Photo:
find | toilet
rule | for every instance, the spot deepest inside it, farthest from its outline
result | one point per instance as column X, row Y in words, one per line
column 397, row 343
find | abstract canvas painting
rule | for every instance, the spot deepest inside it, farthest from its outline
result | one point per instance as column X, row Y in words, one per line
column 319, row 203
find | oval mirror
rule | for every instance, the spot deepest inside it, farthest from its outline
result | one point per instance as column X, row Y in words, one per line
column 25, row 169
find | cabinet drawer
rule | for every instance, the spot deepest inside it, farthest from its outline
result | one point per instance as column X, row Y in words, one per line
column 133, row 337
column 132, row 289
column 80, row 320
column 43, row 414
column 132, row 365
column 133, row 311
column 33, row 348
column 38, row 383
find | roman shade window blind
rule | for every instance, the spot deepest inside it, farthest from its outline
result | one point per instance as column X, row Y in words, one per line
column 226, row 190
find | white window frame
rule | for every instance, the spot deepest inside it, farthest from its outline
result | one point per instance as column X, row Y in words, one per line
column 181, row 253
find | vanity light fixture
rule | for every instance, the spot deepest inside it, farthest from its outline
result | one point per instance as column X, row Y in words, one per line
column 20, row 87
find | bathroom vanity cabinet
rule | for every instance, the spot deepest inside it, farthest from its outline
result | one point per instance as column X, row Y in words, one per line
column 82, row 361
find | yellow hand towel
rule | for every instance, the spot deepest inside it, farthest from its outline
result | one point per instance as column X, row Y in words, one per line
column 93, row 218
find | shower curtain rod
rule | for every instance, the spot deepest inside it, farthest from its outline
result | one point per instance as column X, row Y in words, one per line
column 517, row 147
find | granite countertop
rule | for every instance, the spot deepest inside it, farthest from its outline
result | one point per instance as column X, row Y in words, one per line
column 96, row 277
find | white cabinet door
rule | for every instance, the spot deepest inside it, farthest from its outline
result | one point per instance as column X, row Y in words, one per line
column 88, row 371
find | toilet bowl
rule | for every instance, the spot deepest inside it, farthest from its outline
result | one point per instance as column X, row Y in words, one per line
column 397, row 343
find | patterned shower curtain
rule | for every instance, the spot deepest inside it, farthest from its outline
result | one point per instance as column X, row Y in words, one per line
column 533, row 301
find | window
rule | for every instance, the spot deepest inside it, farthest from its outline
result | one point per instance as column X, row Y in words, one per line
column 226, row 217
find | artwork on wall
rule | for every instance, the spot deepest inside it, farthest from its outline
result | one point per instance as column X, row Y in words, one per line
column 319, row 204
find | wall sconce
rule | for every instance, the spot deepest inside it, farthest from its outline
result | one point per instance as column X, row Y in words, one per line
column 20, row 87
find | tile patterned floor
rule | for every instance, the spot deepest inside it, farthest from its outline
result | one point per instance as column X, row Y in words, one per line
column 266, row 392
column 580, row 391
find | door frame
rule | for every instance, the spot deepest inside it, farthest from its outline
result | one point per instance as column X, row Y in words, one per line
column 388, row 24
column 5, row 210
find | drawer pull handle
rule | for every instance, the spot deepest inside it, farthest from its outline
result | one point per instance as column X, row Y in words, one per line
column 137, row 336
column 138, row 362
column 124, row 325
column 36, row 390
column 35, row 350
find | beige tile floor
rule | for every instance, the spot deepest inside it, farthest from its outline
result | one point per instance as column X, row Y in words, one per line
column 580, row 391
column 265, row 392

*WHAT THE TASK ASKS:*
Reproduce all of the material above, replacing every occurrence of "outline" with "boundary" and leaving everything else unchanged.

*EXERCISE SOLUTION:*
Photo:
find | toilet
rule | for every instance, the spot deepest inside it, farthest from its boundary
result | one point per instance as column X, row Y in words, one per line
column 397, row 343
find | abstract canvas painting
rule | for every instance, the spot deepest inside it, farthest from its boundary
result | one point per instance as column X, row Y in words, one per line
column 319, row 203
find | oval mirror
rule | for every instance, the spot deepest inside it, farthest from its boundary
result | one point per instance as column X, row Y in words, one per line
column 25, row 169
find | cabinet drawer
rule | for every instance, the spot deepest inside it, farthest from its boundary
result | one point per instance as column X, row Y in words, one per line
column 133, row 337
column 132, row 289
column 80, row 320
column 43, row 414
column 132, row 365
column 133, row 311
column 33, row 348
column 38, row 383
find | roman shade window blind
rule | for every instance, the spot deepest inside it, farthest from its boundary
result | one point per instance as column X, row Y in words, one per line
column 226, row 190
find | white window frame
rule | for every instance, the spot deepest inside it, farthest from its boundary
result | one point per instance as column X, row Y in words, one per line
column 181, row 253
find | vanity light fixture
rule | for every instance, the spot deepest inside it, farthest from its boundary
result | one point per instance as column X, row Y in words, one per line
column 20, row 87
find | bathroom vanity cabinet
rule | for every instance, the spot deepest inside it, farthest from its boundary
result | one point per instance as column X, row Y in words, one per line
column 82, row 361
find | yellow hand towel
rule | for every instance, the spot deepest inside it, farthest from its boundary
result | one point per instance as column X, row Y in words, one per line
column 93, row 218
find | shower curtain rod
rule | for every instance, the spot deepest inside it, farthest from its boundary
result | one point per instance as column X, row Y in words, one per line
column 517, row 147
find | granite countertop
rule | for every instance, the spot deepest inside it, farthest from its boundary
result | one point per instance as column X, row Y in words, one per line
column 96, row 277
find | white cabinet door
rule | for every instance, the spot deepest inside it, farthest from its boundary
result | one point per instance as column X, row Y in words, one per line
column 88, row 371
find | toilet bowl
rule | for every instance, the spot deepest inside it, farthest from its boundary
result | one point per instance as column X, row Y in words, one per line
column 397, row 343
find | patterned shower curtain
rule | for every instance, the spot deepest inside it, farthest from its boundary
result | one point per instance as column X, row Y in words, one per line
column 533, row 301
find | window
rule | for every instance, the spot deepest inside it, farthest from its boundary
result | one point per instance as column X, row Y in words, one per line
column 226, row 217
find | artwork on wall
rule | for every instance, the spot deepest inside it, farthest from its boundary
result | one point per instance as column X, row Y in words, one per line
column 319, row 204
find | wall sconce
rule | for every instance, the spot deepest inside it, farthest from its boundary
result | one point per instance as column X, row Y in words, one per line
column 20, row 87
find | tile patterned floor
rule | for every instance, the spot deepest inside it, farthest from its boundary
result | one point per instance as column X, row Y in words, one per line
column 266, row 392
column 580, row 391
find | door frame
rule | for every instance, the spot deepest inside it, farthest from its boundary
result | one point per instance as column X, row Y in words, one per line
column 388, row 24
column 5, row 210
find | drawer pull handle
rule | for every instance, the spot deepest inside it, farthest from its boundary
result | one point per instance as column X, row Y in words, one per line
column 137, row 336
column 138, row 362
column 124, row 325
column 36, row 390
column 35, row 350
find | beige tile floor
rule | for every instance, the spot deepest inside it, farthest from its boundary
result | one point per instance as column X, row Y in words, one per line
column 580, row 391
column 265, row 392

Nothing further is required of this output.